### Task objective
Once the pictures are removed, return each record below exactly as written.

[Record set]

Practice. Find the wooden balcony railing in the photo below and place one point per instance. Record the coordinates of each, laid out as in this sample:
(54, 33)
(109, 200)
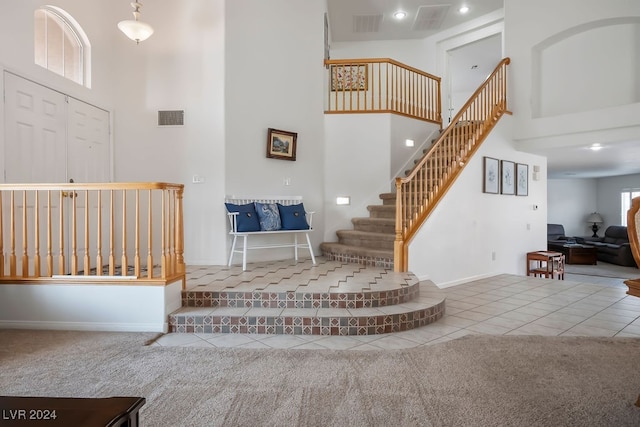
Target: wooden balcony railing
(91, 232)
(419, 193)
(382, 85)
(633, 230)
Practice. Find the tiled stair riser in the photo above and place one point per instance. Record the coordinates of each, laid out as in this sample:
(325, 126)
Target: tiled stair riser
(307, 325)
(258, 299)
(360, 259)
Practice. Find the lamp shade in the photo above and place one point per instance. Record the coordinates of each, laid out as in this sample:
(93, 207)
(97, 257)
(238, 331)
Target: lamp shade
(135, 30)
(594, 218)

[/Record set]

### Exercise result
Practice. Find the wooden balcony railing in the photo below and place one point per instance. Record the coordinates of each, laid out as in this sample:
(54, 33)
(109, 200)
Target: wooden balcony railing
(91, 232)
(419, 193)
(382, 85)
(633, 230)
Practice. Find the tiled stair riser in the photo above and place one point per instance. Record the coordinates of each, laid out as in this sample:
(325, 126)
Target: tiled stair riser
(307, 325)
(258, 299)
(360, 259)
Practice. Find the lamp shade in the photo above and place one point per instance. Record the coordinates of each, laid out as in this sample:
(93, 207)
(97, 257)
(238, 331)
Target: lamp shade
(135, 30)
(594, 218)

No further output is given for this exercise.